* Assignment: What you return must match, exactly, the lines running from the one containing "I see an image above. In which area is the yellow" to the end of the data, both included, and must contain no pictures.
- - - - -
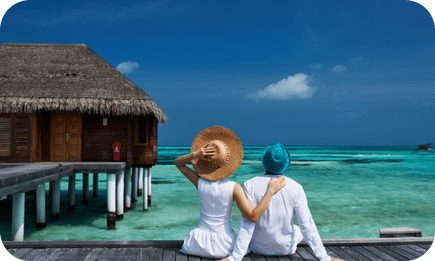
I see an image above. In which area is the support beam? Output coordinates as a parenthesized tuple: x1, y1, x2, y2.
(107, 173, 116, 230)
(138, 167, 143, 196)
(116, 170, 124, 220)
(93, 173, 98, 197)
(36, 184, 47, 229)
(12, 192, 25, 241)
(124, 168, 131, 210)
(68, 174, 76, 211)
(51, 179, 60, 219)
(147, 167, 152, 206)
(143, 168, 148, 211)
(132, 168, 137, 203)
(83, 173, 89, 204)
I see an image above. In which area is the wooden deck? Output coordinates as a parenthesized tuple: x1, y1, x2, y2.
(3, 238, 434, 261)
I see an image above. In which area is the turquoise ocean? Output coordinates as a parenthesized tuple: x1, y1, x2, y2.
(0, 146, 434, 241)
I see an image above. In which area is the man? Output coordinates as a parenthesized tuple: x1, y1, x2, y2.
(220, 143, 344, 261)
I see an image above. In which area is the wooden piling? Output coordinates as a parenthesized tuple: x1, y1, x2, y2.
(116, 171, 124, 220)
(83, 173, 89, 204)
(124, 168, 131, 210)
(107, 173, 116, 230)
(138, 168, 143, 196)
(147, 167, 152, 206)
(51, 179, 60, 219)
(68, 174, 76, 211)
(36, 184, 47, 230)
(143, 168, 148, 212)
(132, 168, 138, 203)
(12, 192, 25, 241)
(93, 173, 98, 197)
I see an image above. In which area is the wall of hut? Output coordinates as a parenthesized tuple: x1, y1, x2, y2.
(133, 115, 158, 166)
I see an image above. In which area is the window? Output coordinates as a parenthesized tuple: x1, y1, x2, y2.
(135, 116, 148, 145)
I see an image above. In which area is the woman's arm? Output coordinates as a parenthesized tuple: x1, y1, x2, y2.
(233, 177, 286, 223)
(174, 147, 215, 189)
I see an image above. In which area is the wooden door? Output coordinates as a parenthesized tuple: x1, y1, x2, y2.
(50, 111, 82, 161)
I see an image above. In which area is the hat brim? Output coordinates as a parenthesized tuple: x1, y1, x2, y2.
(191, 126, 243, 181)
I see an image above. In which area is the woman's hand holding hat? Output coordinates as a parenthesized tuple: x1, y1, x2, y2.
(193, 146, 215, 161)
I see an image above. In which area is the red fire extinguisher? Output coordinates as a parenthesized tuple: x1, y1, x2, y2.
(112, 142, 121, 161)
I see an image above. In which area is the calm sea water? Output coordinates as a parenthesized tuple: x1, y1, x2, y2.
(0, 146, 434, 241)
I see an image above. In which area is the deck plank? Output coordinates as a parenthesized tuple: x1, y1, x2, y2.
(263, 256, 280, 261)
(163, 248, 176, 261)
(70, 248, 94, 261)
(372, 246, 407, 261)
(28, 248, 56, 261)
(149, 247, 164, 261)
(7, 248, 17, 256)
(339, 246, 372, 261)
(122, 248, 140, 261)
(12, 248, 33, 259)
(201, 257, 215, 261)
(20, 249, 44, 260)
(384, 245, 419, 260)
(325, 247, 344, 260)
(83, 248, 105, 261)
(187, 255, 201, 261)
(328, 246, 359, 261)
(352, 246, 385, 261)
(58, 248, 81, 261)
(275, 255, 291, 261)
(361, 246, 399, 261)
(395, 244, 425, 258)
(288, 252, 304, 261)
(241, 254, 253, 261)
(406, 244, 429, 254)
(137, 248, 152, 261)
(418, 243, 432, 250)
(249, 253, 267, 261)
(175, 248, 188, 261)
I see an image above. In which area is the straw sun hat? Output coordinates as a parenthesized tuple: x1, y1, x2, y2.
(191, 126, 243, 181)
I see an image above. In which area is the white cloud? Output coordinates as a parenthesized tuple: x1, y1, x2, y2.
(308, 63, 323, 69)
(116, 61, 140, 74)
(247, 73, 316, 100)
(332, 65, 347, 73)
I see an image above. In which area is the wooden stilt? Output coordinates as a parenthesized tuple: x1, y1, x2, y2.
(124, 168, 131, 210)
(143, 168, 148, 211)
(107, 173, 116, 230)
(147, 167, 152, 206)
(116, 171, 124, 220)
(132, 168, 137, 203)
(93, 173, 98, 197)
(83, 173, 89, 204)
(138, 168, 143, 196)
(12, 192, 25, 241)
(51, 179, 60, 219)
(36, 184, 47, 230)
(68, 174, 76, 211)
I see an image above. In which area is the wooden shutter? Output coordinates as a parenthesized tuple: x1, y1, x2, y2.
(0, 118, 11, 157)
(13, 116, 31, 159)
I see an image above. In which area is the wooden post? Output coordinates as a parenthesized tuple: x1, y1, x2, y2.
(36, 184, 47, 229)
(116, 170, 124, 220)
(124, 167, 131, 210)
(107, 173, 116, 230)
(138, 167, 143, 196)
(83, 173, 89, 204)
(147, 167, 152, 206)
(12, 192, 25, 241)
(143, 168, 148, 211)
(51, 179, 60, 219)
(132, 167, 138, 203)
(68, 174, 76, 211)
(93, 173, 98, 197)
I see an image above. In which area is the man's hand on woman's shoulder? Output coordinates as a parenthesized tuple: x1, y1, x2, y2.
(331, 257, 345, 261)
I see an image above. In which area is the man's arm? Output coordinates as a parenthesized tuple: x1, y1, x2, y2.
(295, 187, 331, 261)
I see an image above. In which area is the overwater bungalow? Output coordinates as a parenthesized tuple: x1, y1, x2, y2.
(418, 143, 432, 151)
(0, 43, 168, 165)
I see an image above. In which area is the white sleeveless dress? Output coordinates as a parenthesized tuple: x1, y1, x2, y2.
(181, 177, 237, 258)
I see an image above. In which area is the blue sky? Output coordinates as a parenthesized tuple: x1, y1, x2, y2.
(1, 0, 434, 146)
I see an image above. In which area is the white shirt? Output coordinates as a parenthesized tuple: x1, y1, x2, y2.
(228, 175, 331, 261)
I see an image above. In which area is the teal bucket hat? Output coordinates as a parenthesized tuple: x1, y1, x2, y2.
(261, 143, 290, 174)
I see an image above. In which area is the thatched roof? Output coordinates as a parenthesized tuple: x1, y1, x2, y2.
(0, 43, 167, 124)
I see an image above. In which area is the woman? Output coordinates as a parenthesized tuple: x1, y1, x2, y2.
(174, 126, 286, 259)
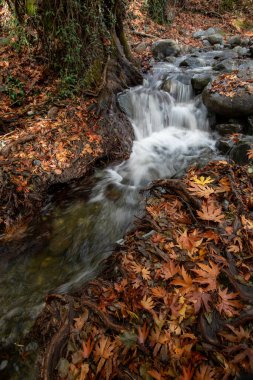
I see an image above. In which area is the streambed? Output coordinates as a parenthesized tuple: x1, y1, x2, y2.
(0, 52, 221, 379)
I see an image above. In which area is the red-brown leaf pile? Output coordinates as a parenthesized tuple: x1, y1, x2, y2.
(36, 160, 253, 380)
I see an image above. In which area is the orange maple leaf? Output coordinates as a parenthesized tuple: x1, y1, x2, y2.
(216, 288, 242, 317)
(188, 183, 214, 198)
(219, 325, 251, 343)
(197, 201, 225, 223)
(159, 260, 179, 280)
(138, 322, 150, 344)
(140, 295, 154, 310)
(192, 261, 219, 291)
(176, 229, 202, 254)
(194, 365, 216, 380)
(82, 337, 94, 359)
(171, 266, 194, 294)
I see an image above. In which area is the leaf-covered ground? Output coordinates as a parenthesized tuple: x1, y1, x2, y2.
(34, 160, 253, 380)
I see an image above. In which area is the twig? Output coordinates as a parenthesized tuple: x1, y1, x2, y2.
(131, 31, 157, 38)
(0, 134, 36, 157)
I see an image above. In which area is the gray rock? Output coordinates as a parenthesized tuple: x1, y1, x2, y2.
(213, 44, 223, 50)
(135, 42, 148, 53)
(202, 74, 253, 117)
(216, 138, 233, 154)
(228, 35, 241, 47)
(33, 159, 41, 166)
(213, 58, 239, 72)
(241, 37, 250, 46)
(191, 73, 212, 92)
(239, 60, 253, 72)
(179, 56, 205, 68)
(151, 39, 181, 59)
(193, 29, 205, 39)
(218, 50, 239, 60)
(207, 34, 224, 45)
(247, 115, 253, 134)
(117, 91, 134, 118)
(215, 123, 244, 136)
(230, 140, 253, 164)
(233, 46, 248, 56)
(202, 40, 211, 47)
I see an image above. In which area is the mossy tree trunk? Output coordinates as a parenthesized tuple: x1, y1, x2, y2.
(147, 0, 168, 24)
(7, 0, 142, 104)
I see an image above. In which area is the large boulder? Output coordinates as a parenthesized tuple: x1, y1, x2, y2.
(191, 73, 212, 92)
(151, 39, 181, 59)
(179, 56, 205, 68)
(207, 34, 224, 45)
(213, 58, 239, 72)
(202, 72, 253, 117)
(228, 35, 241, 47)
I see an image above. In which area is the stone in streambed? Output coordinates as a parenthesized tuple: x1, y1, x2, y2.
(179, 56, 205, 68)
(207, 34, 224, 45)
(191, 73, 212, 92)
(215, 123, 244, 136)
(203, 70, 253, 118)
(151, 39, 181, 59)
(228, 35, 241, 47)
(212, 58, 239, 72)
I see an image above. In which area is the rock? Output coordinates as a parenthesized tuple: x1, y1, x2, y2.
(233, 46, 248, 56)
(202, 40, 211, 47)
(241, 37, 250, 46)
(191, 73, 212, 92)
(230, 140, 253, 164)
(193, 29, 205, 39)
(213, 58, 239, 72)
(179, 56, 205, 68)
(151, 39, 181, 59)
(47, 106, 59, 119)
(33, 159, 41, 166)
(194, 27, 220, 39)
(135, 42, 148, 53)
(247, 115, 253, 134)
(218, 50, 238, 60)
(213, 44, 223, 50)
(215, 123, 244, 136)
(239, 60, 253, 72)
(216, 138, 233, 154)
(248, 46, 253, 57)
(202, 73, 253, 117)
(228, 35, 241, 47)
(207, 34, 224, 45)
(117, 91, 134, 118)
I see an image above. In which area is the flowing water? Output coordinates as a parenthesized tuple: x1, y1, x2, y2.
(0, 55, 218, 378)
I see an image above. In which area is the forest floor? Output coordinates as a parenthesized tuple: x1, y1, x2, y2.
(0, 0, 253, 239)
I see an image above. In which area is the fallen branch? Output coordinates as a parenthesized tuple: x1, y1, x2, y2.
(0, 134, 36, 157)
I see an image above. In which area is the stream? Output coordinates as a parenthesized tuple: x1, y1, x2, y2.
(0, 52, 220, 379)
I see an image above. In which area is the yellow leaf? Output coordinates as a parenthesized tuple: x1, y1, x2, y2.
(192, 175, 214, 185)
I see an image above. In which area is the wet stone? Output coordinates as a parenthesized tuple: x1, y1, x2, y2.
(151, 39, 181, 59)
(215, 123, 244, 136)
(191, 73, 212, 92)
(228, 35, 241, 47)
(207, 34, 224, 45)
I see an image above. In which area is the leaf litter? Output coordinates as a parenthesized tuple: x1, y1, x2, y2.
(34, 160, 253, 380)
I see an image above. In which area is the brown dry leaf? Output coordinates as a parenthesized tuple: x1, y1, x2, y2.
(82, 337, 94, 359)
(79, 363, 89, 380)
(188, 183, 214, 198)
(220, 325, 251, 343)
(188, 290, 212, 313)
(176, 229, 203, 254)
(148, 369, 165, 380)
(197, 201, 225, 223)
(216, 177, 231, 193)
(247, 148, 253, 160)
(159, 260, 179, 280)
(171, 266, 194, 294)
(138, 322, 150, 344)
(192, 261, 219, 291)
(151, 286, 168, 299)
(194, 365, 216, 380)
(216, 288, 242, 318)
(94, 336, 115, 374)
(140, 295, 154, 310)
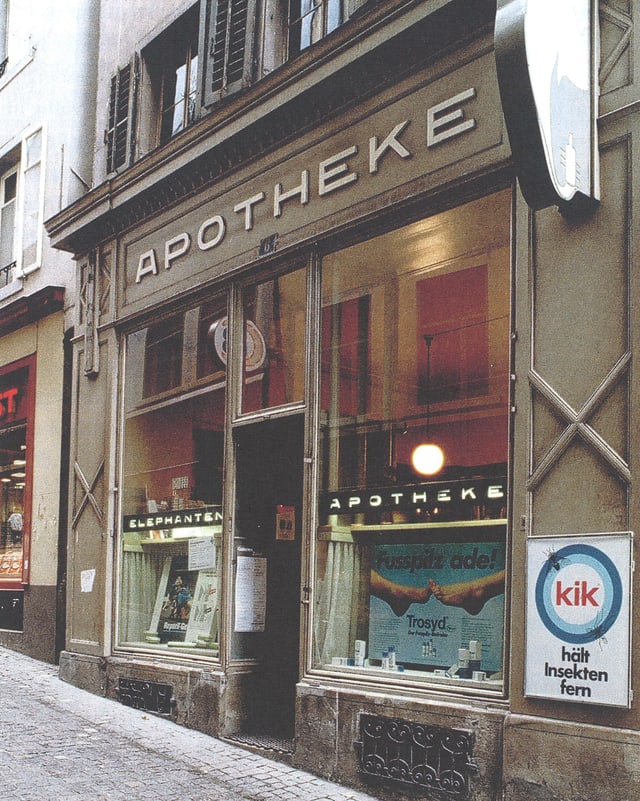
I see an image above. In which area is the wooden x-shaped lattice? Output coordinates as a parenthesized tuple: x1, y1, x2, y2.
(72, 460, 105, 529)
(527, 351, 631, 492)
- - - - -
* Response:
I see an image above. In which area is the yellow leaf? Output coordinates as a parenthesized tuple: x1, y1, x2, y2.
(192, 175, 214, 185)
I see an image above. In which area is the wet stone? Output coordinates as a parenthesized tuple: x1, y1, x2, y2.
(151, 39, 181, 59)
(215, 123, 244, 136)
(191, 73, 212, 92)
(228, 35, 241, 47)
(207, 34, 224, 45)
I see an image above. In which area is the leaf litter? Output coordinates as a parenthesized tuple: x1, y1, x2, y2.
(34, 160, 253, 380)
I see an image above. In which area is the brown dry leaf? Output coordinates as a parenthesized tuple: x1, y1, x2, y2.
(82, 337, 94, 359)
(79, 363, 89, 380)
(188, 183, 214, 198)
(220, 325, 251, 343)
(188, 290, 212, 313)
(176, 229, 203, 254)
(148, 369, 165, 380)
(197, 201, 225, 223)
(216, 177, 231, 193)
(247, 148, 253, 160)
(159, 260, 179, 280)
(171, 266, 194, 294)
(138, 322, 150, 344)
(192, 261, 219, 291)
(151, 286, 168, 299)
(194, 365, 216, 380)
(216, 288, 242, 318)
(94, 336, 115, 374)
(140, 295, 154, 310)
I see an image above. In which area is the wooden x-shaped lattice? Output coordinates as a parenthesized tuple: x1, y1, x2, y2.
(72, 460, 105, 529)
(527, 351, 631, 492)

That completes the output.